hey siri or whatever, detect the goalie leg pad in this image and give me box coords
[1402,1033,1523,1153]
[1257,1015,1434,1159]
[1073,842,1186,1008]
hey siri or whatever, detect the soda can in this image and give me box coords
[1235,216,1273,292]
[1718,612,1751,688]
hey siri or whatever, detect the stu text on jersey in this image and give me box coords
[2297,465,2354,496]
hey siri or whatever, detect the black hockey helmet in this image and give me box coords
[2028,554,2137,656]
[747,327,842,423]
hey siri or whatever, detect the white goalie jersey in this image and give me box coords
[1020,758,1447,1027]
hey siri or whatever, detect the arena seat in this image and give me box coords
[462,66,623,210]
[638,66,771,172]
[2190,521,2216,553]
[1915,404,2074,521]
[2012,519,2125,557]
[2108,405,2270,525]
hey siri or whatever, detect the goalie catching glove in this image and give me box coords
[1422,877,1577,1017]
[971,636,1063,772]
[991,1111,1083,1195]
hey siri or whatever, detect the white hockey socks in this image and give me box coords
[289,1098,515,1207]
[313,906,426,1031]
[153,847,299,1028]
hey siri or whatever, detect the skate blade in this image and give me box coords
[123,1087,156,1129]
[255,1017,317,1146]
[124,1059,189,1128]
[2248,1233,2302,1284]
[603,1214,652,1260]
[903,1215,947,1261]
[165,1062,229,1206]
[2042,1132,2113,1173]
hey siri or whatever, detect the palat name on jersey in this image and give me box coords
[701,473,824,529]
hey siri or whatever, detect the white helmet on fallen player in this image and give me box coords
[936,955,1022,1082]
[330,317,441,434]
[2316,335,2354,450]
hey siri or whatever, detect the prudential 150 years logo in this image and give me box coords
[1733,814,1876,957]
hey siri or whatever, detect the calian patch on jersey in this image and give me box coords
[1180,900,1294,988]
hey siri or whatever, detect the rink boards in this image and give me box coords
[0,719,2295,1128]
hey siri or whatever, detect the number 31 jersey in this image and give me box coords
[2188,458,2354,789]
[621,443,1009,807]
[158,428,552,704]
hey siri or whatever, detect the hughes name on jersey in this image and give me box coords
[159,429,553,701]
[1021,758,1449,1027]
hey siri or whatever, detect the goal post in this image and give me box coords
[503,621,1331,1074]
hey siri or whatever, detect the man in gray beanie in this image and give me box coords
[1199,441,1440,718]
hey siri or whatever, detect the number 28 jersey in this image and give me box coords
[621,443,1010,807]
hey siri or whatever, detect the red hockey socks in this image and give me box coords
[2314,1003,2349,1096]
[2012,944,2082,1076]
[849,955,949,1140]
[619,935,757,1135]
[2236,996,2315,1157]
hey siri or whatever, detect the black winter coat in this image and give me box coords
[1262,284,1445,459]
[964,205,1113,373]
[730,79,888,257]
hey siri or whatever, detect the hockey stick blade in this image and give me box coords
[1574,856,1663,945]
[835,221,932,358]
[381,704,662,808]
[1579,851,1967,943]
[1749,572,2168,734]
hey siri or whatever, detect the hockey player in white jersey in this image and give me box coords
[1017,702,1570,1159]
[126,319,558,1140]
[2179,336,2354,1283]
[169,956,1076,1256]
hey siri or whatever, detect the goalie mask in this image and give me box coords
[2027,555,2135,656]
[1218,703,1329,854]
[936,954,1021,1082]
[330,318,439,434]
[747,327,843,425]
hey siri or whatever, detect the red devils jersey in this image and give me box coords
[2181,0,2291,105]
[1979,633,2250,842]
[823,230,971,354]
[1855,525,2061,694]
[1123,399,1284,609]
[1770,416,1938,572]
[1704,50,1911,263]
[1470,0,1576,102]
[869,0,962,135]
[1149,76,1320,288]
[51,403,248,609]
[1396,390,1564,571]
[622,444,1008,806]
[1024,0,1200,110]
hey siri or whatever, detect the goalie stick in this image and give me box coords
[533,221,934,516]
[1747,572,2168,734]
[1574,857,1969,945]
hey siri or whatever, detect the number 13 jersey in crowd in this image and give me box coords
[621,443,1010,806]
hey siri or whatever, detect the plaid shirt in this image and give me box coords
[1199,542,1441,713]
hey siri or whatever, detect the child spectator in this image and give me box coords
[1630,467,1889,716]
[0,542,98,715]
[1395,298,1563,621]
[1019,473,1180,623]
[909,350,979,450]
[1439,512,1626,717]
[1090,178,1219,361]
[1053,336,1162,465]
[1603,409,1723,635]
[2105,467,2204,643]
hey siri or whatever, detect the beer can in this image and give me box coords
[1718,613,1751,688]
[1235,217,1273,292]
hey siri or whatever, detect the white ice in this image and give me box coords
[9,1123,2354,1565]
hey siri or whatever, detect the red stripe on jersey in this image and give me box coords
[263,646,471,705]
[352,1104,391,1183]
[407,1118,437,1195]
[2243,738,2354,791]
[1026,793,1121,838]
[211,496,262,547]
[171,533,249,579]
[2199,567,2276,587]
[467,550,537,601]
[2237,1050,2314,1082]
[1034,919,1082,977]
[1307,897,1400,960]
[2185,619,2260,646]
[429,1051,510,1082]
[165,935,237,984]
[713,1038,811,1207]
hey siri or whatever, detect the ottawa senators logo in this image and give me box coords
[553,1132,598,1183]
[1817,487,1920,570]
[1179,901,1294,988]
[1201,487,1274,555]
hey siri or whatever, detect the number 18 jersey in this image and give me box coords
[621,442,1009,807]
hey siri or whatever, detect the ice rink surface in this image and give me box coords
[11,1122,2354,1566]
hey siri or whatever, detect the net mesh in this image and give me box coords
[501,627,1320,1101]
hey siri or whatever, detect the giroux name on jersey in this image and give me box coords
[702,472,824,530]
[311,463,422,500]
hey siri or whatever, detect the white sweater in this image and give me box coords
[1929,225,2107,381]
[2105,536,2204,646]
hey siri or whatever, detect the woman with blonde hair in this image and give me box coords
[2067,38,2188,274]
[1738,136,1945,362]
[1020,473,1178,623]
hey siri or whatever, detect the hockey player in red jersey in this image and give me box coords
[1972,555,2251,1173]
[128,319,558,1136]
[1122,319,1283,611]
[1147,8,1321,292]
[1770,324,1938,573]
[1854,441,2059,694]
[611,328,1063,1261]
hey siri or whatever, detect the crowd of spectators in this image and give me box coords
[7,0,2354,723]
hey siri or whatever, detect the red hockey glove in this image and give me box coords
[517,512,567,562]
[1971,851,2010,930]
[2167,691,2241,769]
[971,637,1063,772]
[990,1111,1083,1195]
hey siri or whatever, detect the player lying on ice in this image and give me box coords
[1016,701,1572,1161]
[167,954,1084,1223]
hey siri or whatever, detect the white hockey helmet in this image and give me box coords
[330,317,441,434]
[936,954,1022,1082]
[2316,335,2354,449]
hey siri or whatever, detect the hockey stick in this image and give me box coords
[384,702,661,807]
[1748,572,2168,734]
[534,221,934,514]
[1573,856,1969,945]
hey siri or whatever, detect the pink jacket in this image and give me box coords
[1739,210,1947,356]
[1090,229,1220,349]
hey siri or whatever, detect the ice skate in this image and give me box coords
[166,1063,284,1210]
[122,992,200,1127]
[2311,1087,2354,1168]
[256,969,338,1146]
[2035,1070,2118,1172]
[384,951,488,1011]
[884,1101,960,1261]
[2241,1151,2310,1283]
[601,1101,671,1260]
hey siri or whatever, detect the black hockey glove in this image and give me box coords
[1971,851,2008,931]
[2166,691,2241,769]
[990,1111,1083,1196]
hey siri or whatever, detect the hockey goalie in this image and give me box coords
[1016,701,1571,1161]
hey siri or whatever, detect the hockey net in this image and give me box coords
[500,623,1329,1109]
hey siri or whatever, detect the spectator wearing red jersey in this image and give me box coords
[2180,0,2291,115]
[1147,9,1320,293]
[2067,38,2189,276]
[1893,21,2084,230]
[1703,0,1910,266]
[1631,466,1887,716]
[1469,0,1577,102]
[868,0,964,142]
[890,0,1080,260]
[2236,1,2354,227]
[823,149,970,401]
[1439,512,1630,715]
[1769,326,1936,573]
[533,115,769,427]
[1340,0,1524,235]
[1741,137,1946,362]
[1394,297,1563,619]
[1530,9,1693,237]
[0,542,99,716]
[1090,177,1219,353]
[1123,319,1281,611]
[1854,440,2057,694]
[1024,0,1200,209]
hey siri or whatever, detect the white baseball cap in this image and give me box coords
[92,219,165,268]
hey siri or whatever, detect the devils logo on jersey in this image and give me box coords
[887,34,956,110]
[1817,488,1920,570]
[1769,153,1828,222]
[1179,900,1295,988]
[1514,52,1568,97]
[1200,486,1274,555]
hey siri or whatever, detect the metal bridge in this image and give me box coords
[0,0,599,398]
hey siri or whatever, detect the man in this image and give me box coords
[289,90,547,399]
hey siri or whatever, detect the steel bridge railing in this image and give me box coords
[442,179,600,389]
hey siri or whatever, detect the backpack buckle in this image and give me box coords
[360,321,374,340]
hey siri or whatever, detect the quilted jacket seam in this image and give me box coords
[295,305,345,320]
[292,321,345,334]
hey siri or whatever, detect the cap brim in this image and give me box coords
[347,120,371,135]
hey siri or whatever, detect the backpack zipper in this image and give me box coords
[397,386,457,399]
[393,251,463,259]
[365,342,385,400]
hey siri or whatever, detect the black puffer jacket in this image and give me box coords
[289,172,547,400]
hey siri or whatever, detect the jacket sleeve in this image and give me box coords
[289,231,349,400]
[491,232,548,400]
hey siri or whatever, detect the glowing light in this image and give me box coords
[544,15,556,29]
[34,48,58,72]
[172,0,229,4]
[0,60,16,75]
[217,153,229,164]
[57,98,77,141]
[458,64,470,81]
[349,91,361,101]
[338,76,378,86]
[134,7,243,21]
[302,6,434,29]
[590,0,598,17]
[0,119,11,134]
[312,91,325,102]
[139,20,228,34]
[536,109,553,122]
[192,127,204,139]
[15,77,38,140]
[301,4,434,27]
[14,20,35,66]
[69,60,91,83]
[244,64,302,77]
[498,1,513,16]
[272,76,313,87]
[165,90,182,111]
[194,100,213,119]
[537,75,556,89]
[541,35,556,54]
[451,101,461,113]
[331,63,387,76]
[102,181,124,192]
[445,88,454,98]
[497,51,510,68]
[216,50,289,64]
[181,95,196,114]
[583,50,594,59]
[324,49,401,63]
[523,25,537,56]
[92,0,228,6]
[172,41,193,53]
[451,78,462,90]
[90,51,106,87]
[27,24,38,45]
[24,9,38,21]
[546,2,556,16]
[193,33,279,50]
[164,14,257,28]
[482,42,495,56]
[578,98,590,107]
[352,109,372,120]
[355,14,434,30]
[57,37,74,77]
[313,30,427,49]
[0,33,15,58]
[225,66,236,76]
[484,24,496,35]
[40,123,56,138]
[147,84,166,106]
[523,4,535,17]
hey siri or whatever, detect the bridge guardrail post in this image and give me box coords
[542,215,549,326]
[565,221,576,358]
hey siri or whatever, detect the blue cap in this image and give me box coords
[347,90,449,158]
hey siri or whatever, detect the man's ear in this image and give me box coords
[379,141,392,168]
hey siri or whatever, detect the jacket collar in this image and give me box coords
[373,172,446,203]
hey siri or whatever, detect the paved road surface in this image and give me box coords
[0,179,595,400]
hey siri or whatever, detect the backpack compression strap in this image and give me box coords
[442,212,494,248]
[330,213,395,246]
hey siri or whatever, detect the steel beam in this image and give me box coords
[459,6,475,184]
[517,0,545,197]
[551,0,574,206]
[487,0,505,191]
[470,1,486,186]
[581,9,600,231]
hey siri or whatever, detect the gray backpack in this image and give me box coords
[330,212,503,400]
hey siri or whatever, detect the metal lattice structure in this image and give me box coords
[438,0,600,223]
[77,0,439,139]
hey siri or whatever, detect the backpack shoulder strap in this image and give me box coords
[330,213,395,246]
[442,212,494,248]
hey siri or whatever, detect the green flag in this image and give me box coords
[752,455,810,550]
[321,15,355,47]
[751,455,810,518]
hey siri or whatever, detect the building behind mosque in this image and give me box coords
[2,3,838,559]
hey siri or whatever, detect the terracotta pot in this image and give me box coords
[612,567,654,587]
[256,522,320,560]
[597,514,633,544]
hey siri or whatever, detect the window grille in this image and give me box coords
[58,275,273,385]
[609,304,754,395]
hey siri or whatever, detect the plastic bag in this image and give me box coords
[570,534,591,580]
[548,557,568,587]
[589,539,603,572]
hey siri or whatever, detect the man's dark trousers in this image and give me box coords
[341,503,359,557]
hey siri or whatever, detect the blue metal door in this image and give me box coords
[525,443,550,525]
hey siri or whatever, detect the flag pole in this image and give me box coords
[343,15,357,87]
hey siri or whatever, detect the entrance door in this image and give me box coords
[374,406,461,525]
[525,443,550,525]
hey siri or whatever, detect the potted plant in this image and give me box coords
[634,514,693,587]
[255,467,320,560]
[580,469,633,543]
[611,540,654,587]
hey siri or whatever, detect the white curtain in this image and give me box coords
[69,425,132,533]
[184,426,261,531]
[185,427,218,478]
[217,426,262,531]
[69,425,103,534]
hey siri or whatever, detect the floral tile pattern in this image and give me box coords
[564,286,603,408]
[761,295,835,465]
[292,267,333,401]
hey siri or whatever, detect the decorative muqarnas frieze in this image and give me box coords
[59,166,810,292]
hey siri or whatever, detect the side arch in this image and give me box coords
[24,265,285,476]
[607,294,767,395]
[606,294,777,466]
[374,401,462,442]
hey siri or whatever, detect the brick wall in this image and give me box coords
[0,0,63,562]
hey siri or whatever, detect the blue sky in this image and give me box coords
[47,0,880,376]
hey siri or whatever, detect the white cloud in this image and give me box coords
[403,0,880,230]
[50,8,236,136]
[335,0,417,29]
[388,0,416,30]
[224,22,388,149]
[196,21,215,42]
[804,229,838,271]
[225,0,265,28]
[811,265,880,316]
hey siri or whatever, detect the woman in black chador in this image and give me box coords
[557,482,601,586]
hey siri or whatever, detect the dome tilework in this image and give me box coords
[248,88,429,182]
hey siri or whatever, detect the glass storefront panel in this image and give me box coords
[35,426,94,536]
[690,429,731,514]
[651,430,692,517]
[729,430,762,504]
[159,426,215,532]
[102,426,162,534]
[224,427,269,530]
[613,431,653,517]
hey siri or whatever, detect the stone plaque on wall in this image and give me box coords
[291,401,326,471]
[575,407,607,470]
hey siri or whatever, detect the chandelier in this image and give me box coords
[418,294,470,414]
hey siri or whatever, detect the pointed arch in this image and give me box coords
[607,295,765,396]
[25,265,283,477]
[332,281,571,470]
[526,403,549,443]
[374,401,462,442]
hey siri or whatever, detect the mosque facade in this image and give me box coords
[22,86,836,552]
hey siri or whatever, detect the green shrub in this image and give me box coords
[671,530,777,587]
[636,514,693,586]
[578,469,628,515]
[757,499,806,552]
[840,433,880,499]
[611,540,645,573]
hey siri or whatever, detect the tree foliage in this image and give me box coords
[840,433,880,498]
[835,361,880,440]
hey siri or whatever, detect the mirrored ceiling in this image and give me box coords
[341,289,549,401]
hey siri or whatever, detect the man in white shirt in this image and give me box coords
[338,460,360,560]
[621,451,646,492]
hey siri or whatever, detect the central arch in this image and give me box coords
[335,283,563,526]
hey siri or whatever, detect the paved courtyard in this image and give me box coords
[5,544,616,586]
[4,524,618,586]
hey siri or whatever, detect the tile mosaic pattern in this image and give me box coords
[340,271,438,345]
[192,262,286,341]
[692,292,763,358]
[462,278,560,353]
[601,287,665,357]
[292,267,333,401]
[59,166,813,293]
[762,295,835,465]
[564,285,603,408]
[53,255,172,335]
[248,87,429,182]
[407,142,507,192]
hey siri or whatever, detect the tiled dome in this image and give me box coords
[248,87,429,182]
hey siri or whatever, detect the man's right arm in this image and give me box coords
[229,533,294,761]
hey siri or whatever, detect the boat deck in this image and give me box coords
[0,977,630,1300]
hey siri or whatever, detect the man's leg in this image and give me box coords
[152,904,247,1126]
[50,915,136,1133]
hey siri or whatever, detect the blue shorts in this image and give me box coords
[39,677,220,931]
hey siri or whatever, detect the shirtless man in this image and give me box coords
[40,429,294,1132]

━━━━━━━━━━━━━━━━

» **PROBLEM TO WORK ON**
Extract, exactly, the lines above that begin at the line containing "hey siri or whatever, detect the paved courtyard" and end at the final line of the records; add no other text.

» **SOLUTION FOR THIS TASK**
hey siri or whatever, detect the paved courtyard in this image and give me box coords
[5,544,616,586]
[4,524,618,586]
hey siri or whatever, detect the tile mosaic pattern in this image and give me box coords
[340,271,438,345]
[192,262,286,341]
[692,292,763,358]
[462,278,560,353]
[601,287,665,357]
[292,267,333,401]
[59,166,813,293]
[762,295,835,465]
[564,285,603,408]
[53,255,172,335]
[248,87,429,182]
[407,142,507,192]
hey siri or whatever, detect the tiled dome in this image and give me box coords
[248,87,429,182]
hey siri or whatever, detect the man's right arm in this image and give me box coords
[229,533,294,761]
hey siri or whatever, detect the boat deck in this image and give me box coords
[0,977,630,1300]
hey siri or whatever, detect the man's leg in this image and give me box coords
[152,904,247,1126]
[50,915,136,1133]
hey siri or whatever, detect the blue shorts in this image and give me box coords
[39,677,220,931]
hey siri or whatever, detect the shirtless man in this image and give me box coords
[40,429,294,1132]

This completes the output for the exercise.